- **Task objective**
Rewrite every row below with each "zone-entry log" changed to "room inventory" and nothing else altered. Leave the pictures out of your version.

- **Material provided**
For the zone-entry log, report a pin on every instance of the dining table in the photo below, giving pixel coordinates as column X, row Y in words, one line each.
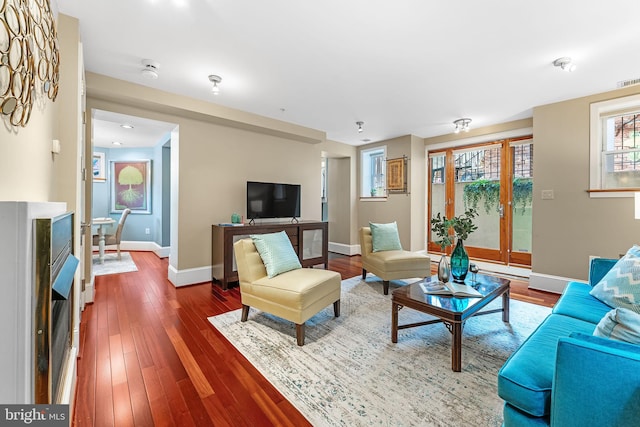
column 102, row 223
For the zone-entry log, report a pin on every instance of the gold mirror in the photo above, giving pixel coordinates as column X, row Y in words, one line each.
column 28, row 52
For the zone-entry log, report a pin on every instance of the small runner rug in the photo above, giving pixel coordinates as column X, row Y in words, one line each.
column 349, row 373
column 113, row 265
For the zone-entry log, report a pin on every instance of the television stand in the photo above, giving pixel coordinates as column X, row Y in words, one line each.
column 310, row 240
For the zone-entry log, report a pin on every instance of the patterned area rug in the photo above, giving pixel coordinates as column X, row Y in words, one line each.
column 112, row 265
column 349, row 373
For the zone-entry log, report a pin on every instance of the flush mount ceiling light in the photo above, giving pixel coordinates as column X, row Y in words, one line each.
column 150, row 69
column 565, row 63
column 461, row 125
column 215, row 80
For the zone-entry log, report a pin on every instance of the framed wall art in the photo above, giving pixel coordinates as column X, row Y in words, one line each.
column 99, row 167
column 397, row 175
column 131, row 186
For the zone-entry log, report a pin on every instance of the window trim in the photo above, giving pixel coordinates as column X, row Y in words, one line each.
column 599, row 110
column 366, row 154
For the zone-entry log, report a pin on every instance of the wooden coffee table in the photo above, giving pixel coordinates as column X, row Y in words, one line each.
column 453, row 312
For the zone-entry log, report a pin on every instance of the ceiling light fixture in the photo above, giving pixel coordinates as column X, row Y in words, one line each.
column 150, row 69
column 461, row 125
column 215, row 80
column 565, row 63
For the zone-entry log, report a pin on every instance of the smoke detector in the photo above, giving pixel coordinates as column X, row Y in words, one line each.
column 150, row 69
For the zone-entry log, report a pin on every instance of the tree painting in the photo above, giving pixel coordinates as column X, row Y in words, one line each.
column 130, row 185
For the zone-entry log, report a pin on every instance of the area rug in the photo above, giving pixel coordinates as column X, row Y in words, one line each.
column 349, row 373
column 112, row 265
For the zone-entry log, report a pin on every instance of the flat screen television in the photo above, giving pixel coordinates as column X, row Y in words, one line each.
column 272, row 200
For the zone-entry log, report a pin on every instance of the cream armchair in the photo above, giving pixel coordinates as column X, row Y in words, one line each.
column 114, row 239
column 296, row 295
column 392, row 264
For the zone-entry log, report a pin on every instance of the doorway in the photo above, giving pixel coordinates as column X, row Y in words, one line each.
column 495, row 179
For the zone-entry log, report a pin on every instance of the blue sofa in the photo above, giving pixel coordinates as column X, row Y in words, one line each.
column 562, row 375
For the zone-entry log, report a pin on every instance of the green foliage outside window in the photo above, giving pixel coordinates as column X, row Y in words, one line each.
column 488, row 191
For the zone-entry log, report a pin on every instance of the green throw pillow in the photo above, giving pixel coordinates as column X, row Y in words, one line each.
column 620, row 287
column 620, row 324
column 276, row 252
column 385, row 237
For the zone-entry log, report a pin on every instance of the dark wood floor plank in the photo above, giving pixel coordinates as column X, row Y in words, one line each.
column 149, row 356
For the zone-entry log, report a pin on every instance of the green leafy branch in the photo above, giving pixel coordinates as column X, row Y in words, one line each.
column 462, row 226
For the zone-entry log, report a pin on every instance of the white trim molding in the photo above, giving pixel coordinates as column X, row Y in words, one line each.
column 549, row 283
column 189, row 276
column 341, row 248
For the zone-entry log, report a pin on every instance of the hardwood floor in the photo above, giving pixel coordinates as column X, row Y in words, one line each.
column 149, row 356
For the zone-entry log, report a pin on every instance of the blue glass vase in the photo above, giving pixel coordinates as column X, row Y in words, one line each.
column 459, row 263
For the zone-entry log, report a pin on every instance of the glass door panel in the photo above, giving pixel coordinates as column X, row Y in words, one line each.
column 477, row 185
column 521, row 202
column 437, row 192
column 495, row 179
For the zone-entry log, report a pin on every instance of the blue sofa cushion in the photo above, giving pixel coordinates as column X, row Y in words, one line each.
column 524, row 381
column 620, row 287
column 577, row 302
column 596, row 382
column 514, row 417
column 598, row 268
column 620, row 324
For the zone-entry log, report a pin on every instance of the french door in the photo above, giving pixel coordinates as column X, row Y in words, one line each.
column 495, row 179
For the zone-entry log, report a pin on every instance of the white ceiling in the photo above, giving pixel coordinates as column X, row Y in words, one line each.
column 402, row 67
column 107, row 129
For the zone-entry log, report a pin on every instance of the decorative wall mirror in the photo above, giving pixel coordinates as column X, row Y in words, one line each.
column 29, row 57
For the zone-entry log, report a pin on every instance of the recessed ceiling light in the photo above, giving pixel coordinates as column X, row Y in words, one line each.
column 216, row 81
column 150, row 69
column 565, row 63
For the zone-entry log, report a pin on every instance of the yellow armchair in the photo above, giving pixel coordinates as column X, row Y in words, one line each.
column 393, row 264
column 296, row 295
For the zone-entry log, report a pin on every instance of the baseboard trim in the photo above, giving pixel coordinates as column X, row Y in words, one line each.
column 190, row 276
column 343, row 249
column 89, row 290
column 549, row 283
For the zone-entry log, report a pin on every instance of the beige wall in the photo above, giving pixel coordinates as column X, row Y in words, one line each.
column 342, row 192
column 573, row 226
column 217, row 155
column 26, row 162
column 406, row 209
column 339, row 200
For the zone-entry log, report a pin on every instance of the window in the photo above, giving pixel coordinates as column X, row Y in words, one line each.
column 615, row 147
column 373, row 168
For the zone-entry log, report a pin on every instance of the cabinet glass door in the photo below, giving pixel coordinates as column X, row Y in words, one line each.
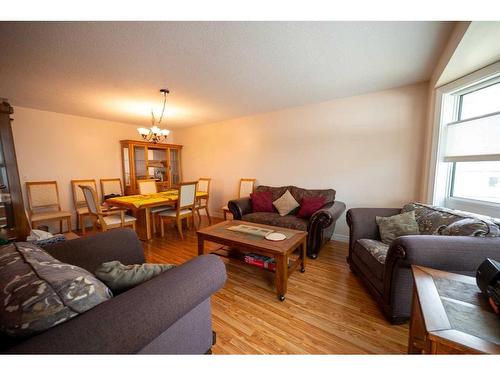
column 140, row 172
column 6, row 213
column 157, row 164
column 175, row 167
column 126, row 166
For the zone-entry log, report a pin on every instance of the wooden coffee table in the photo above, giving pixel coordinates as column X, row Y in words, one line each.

- **Response to the task**
For the room inventory, report a pin on every instance of the dining table in the photo below, giving pixel coordinates as column X, row Y in words, one line each.
column 102, row 223
For the room inventory, report a pin on every instance of the gold mirror in the photo above, giving pixel coordinates as column X, row Y in words, one line each.
column 28, row 52
For the room inventory, report a pin on every instance of the small runner rug in the photo above, giving pixel coordinates as column X, row Y in words, one line each.
column 349, row 373
column 113, row 265
For the room inventory, report a pin on every instance of the television stand in the photo above, giving pixel coordinates as column X, row Y in words, one line each.
column 310, row 240
For the room inventory, report a pin on every instance of the patterned area rug in the photo above, giving pixel coordinates as column X, row Y in words, one line each.
column 112, row 265
column 349, row 373
For the room inventory, report a pin on every instance of the flush mount ceiling light in the photo above, giving pixel coordinates as column X, row Y in words, one line each.
column 150, row 69
column 565, row 63
column 461, row 125
column 215, row 80
For the room inventory, report a pin on every instance of the framed wall art in the photo above, giving pixel coordinates as column X, row Y in words, one line each.
column 99, row 167
column 397, row 175
column 131, row 186
For the room inventory, report a pin on every instance of the window trim in the photo above, giving pixel coordinates as column X, row Y in words, one line each.
column 599, row 110
column 366, row 154
For the room inventory, report a pin on every instance of the wooden coffee table in the photo above, giving pixel coordinates as column X, row Y in words, one line each.
column 453, row 312
For the room inventory, report a pin on every instance of the ceiling light fixture in the photo above, giving pixel coordinates as column X, row Y in words, one line each.
column 150, row 69
column 461, row 125
column 215, row 80
column 565, row 63
For the room inventory, report a pin on every instance of the smoke detector in the photo above, giving pixel coordinates as column X, row Y in words, one line each.
column 150, row 69
For the room inventory, report a pin on every instance of the tree painting in the photo above, giving pixel coordinates as column X, row Y in words, one line each.
column 130, row 185
For the room inventory, report a pin on every instance of the area rug in the photo above, giving pixel coordinates as column X, row Y in words, one line each.
column 349, row 373
column 112, row 265
For the room inventory, report a pin on every instance of the flat screen television in the photo above, giving pixel coordinates as column X, row Y in words, one line each.
column 272, row 200
For the room inventory, report a pin on every instance of the cream armchair in the photo above, giving pixel coordinates as column X, row Y in words, one line each.
column 114, row 239
column 296, row 295
column 392, row 264
For the room inventory, report a pin on every instance of the doorway in the photo above, giving pixel coordinates as column X, row Y in words, one line each.
column 495, row 179
For the room inventory, report a pin on every instance of the blue sofa in the photo above, giving pixel coordinates as column X, row Y in words, one line each.
column 562, row 375
For the room inventory, report a pin on every instance of the green foliage outside window in the photo above, giving pixel coordinates as column X, row Y in words, one line each.
column 488, row 191
For the room inventory, report a pin on every instance of the green throw pillow in the photo above, giving pixel coordinates as column X, row Y in words, one line each.
column 620, row 287
column 620, row 324
column 276, row 252
column 385, row 237
For the room inventory, report a pin on every instance of the dark wood floor plank in the photo above, giving pixel coordinates as column X, row Y in words, one line each.
column 149, row 356
For the room inventory, report a pin on every instance of the green leafy branch in the photo above, giving pixel coordinates as column X, row Y in words, one line each.
column 462, row 226
For the room inventory, report a pin on every instance of the white trim molding in the photo above, giving pixel coordinates as column X, row Y in words, one line each.
column 549, row 283
column 189, row 276
column 341, row 248
For the room inventory, report a pin on every instance of the hardwood floor in the photo above, giving pixel coordinates as column X, row Y in words, one line each.
column 149, row 356
For the room inventory, report a pin on every instance of the blue glass vase in the photo above, giving pixel coordinates as column X, row Y in words, one line each.
column 459, row 263
For the room inventory, report a pin on every instance of the glass door panel in the photo above, giving pixel coordinates as column X, row Y in words, one line each.
column 477, row 185
column 521, row 202
column 437, row 192
column 495, row 179
For the room inventory, report a pin on every instance of the blue sofa cushion in the photo above, giving pixel coordinates as column X, row Y in words, one line each.
column 524, row 381
column 620, row 287
column 577, row 302
column 596, row 382
column 514, row 417
column 598, row 268
column 620, row 324
For the room inventory, report a pin on every instance of the french door in the photo above, giving pixel coordinates as column X, row Y in words, one line each.
column 495, row 179
For the room inventory, report a pin on every instance of the white ceiling in the photo above, giving pixel coordinates as column X, row Y in words, one line each.
column 402, row 67
column 107, row 129
For the room inventory, report a pin on every instance of the decorative wall mirror in the photo above, giving pixel coordinates as column X, row Y in words, one line each.
column 29, row 57
For the room inventory, report a pin on every instance of the recessed ceiling light in the photo above, giving pixel coordinates as column X, row Y in words, one line each.
column 216, row 81
column 150, row 69
column 565, row 63
For the room inventory, report a pin on every instance of the yellow armchair in the photo above, giving pixel coordinates as column X, row Y in words, one line each.
column 393, row 264
column 296, row 295
For the room inventory, report a pin on every instance of the baseboard trim in the photo above, giving pixel coordinates as column X, row Y in words, one line each.
column 190, row 276
column 343, row 249
column 89, row 290
column 549, row 283
For the room inventory, report a pin on every instance of the beige wall in the photo above, giving pixel coordinates as column X, row Y in words, one line each.
column 342, row 192
column 573, row 226
column 217, row 155
column 26, row 162
column 406, row 209
column 339, row 200
For the room inventory, report a pin on every instance of the window in the photo above, giving pixel coordinates as column X, row Y in words, one line each.
column 615, row 147
column 373, row 168
For the room inventory, report a pin on every instance of the cabinet glass door in the photo below, giving pixel coordinates as column X, row Y in words, one line each.
column 140, row 172
column 6, row 213
column 157, row 164
column 175, row 167
column 126, row 166
For the room inventory, report a pin on every instance of the wooden coffee table in the photo above, giving pixel coordinates as column X, row Y in words, one line each.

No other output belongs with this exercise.